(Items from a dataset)
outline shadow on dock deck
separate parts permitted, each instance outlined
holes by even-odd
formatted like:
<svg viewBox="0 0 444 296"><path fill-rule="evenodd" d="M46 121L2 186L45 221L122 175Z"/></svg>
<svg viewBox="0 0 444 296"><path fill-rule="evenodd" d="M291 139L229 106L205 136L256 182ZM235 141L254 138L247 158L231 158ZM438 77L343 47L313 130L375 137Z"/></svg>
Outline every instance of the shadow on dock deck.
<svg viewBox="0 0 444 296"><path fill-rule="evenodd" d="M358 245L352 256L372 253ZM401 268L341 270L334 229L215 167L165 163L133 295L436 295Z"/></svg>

§ TASK DIRECTIONS: Please copy the records above word for word, with nothing changed.

§ SOLVED PROBLEM:
outline shadow on dock deck
separate parts permitted, each instance outlined
holes by even-odd
formatted like:
<svg viewBox="0 0 444 296"><path fill-rule="evenodd" d="M46 121L2 186L45 221L122 175Z"/></svg>
<svg viewBox="0 0 444 296"><path fill-rule="evenodd" d="M291 139L229 106L205 136L256 182ZM235 141L254 138L247 158L231 158ZM438 77L343 47L313 130L375 137Z"/></svg>
Outline every instance of the shadow on dock deck.
<svg viewBox="0 0 444 296"><path fill-rule="evenodd" d="M358 245L352 256L372 253ZM401 268L341 270L334 229L215 167L165 163L133 295L436 295Z"/></svg>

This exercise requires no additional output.